* begin Records shown *
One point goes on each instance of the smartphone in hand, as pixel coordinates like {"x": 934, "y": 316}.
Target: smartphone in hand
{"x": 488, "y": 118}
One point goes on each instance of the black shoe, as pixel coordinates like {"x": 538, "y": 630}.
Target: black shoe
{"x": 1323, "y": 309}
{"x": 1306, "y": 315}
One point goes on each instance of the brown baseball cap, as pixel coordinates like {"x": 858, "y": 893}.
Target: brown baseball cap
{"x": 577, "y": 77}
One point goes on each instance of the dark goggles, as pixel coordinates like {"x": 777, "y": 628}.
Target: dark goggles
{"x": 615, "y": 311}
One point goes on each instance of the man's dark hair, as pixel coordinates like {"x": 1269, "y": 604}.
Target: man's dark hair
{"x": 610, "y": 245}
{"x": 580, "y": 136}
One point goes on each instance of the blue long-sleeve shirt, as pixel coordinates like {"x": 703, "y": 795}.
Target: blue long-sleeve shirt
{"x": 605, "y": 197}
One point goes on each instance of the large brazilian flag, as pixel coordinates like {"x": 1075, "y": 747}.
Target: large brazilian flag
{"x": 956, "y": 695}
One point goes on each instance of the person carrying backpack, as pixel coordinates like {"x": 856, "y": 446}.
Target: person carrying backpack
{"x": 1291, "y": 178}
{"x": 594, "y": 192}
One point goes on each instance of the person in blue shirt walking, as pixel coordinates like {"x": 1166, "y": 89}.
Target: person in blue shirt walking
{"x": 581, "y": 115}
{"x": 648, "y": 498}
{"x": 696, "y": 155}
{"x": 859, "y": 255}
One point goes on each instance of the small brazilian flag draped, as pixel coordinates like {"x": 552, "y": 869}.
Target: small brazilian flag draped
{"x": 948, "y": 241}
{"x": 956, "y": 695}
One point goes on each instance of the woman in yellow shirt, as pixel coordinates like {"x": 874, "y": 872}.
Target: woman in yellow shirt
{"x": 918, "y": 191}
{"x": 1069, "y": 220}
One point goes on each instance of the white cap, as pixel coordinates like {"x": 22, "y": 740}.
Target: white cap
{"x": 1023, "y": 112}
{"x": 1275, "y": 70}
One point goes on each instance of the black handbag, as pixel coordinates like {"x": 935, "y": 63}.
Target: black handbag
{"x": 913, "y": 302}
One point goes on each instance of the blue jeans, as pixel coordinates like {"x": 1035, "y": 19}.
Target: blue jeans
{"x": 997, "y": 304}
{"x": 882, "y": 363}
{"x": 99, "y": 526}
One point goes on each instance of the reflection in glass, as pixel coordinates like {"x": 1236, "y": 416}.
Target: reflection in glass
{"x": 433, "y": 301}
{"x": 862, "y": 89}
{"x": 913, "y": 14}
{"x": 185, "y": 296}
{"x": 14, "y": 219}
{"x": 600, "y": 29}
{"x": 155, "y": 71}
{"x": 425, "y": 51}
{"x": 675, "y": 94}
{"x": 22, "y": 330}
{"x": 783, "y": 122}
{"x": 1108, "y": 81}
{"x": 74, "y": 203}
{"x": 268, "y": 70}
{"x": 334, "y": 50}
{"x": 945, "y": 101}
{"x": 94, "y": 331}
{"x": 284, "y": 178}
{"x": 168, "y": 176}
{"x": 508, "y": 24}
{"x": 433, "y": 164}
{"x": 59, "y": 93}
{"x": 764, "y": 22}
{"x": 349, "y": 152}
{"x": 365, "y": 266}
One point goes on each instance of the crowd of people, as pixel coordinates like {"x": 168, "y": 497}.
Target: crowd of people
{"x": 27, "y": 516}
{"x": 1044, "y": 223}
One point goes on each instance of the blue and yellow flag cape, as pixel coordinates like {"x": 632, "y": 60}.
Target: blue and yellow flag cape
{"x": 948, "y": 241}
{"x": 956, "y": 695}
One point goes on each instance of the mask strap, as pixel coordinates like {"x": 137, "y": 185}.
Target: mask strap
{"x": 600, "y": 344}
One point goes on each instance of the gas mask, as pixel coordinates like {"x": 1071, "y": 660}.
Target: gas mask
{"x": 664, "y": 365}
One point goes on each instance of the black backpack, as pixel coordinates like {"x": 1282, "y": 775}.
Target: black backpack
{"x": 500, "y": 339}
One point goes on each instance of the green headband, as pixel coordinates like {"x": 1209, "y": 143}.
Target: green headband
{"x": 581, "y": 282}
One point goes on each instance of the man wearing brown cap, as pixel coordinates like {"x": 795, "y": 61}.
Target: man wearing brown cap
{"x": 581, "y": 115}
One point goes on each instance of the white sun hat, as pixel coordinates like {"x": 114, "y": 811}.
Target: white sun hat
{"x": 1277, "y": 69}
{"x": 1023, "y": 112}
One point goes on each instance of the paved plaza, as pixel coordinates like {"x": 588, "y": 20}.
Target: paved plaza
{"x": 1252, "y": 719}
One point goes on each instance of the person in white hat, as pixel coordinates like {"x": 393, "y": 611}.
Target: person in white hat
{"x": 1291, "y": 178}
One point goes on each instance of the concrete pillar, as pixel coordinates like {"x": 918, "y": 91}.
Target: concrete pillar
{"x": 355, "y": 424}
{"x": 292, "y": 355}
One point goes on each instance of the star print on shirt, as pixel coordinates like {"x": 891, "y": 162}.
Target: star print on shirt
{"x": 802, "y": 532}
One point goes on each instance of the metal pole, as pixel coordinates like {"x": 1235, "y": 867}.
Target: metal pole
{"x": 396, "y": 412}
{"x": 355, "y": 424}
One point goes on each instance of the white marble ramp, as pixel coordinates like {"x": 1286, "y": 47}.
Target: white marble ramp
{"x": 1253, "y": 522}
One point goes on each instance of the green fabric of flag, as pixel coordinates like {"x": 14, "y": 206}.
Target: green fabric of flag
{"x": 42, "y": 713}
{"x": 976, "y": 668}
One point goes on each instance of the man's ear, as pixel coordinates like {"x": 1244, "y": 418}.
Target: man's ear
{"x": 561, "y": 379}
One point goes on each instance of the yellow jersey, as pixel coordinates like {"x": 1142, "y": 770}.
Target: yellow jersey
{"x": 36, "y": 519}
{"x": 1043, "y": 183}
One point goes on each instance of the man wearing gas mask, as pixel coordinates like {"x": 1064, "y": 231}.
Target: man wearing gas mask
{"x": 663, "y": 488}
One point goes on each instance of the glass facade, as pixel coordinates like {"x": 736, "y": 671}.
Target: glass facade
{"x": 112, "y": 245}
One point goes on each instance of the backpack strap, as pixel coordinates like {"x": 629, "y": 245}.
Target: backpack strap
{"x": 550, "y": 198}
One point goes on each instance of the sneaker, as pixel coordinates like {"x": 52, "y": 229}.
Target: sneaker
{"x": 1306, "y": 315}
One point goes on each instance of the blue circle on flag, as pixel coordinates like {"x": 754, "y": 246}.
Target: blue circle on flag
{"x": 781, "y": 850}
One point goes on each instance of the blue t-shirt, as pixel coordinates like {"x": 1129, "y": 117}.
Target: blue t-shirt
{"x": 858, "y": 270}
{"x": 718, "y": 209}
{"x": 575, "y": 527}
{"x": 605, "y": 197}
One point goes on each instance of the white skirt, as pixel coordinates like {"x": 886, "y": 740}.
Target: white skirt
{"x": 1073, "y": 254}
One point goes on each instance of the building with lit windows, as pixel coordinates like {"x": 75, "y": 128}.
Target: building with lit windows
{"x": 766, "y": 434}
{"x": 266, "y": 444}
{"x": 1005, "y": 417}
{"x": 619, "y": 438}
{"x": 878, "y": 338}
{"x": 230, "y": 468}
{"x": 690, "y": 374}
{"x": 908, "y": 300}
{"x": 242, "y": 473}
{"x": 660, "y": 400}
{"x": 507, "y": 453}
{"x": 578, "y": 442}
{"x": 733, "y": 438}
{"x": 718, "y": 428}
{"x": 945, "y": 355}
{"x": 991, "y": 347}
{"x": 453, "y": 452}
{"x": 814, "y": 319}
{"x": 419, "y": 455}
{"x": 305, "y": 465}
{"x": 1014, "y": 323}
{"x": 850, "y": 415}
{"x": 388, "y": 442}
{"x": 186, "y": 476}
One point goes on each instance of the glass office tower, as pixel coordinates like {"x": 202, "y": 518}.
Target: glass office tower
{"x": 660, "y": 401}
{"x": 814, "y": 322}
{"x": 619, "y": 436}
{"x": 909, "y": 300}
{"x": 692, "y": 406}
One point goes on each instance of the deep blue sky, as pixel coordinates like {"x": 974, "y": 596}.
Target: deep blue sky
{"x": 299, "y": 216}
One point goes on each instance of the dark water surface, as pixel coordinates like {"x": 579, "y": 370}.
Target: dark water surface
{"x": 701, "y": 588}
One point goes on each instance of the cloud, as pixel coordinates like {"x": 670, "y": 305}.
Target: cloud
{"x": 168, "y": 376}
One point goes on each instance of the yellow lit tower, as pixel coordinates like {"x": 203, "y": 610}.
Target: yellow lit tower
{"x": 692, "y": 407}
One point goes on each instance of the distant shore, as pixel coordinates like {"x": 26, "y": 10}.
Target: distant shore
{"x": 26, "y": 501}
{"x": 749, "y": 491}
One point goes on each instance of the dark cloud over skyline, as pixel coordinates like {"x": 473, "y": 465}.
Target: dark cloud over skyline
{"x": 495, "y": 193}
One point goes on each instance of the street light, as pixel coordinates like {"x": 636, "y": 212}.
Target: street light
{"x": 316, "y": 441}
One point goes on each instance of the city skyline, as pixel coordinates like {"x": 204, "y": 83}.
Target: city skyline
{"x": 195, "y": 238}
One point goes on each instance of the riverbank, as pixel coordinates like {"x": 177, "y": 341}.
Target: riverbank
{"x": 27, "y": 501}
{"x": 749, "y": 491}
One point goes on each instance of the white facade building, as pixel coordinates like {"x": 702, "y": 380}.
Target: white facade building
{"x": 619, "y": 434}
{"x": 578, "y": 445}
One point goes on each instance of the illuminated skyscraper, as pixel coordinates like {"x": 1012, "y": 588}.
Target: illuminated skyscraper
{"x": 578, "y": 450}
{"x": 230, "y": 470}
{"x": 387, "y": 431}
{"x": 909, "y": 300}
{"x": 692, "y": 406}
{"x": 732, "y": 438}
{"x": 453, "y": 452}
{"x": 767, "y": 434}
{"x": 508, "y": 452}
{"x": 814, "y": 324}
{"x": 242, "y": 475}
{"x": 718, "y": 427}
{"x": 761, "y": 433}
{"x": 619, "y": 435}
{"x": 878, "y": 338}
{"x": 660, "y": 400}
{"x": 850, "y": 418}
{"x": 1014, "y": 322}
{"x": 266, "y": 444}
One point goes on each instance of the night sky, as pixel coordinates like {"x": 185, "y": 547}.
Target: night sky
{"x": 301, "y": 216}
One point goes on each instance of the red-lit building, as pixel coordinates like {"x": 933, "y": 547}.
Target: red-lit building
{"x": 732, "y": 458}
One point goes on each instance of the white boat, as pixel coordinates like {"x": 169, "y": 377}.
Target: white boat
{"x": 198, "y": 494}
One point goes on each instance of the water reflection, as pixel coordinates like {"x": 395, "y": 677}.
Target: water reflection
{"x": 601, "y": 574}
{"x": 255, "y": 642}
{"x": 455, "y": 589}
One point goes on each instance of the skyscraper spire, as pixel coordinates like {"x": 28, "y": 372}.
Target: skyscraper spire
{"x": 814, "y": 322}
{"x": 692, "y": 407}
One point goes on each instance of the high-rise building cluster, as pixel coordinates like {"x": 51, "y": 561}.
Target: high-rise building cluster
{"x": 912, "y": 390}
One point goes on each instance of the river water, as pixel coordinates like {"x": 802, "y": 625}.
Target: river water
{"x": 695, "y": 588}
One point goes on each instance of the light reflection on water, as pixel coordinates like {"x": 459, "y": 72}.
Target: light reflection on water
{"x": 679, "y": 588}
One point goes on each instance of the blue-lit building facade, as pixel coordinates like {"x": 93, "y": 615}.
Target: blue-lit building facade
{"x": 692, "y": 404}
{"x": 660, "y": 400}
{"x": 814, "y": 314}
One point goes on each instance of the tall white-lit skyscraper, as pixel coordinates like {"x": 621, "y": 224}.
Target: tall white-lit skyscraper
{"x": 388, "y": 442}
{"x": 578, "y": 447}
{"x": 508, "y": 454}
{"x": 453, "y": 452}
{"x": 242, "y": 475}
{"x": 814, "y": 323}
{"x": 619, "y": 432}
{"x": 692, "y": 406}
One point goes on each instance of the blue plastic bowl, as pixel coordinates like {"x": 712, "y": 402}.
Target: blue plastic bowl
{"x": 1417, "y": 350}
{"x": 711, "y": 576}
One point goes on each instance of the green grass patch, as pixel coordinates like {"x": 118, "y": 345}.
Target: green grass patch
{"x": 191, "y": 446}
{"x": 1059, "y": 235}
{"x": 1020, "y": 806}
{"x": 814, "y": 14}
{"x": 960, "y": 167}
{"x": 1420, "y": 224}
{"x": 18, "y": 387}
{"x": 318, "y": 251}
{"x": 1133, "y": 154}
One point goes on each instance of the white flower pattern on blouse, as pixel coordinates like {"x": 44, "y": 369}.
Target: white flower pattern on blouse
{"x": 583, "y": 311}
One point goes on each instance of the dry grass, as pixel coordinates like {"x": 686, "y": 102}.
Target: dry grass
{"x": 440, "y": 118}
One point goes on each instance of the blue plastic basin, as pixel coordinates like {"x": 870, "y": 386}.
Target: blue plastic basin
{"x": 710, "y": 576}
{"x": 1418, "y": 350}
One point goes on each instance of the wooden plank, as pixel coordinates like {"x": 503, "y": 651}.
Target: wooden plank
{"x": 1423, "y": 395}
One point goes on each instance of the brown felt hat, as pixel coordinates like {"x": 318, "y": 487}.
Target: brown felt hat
* end Records shown *
### Stated problem
Rewrite the listing from the line with "One point goes on each instance of the tall" through its end, putting "metal" wherever "plastic" appears and changing nothing else. Return only those lines.

### Answer to the exercise
One point goes on each instance of the tall white-lit skyscraper, as pixel coordinates like {"x": 621, "y": 224}.
Target: tall white-lit skyscraper
{"x": 388, "y": 442}
{"x": 578, "y": 447}
{"x": 508, "y": 454}
{"x": 453, "y": 452}
{"x": 242, "y": 475}
{"x": 814, "y": 323}
{"x": 619, "y": 432}
{"x": 692, "y": 406}
One point goes on each instance of the blue metal bowl, as pixel coordinates like {"x": 712, "y": 402}.
Target: blue metal bowl
{"x": 1417, "y": 350}
{"x": 711, "y": 576}
One point goes on each instance of the green grass patch, as pixel coordinates like {"x": 118, "y": 345}.
Target: green grass patch
{"x": 191, "y": 446}
{"x": 1059, "y": 235}
{"x": 1020, "y": 806}
{"x": 814, "y": 14}
{"x": 960, "y": 167}
{"x": 1420, "y": 224}
{"x": 18, "y": 387}
{"x": 318, "y": 251}
{"x": 1133, "y": 154}
One point goes on each instance of the white flower pattern on blouse, as pixel coordinates like {"x": 44, "y": 369}.
Target: white flower pattern on blouse
{"x": 583, "y": 311}
One point goes on each instance of the dry grass, as pixel coordinates like {"x": 686, "y": 102}.
Target: dry grass
{"x": 440, "y": 118}
One point goes on each instance of the blue metal basin, as pixel coordinates like {"x": 870, "y": 386}.
Target: blue metal basin
{"x": 710, "y": 576}
{"x": 1418, "y": 350}
One point goes on each instance of the wooden plank, as pixel coordinates like {"x": 503, "y": 651}.
Target: wooden plank
{"x": 1423, "y": 395}
One point goes on each instance of the brown felt hat, as pixel coordinates like {"x": 318, "y": 487}.
Target: brown felt hat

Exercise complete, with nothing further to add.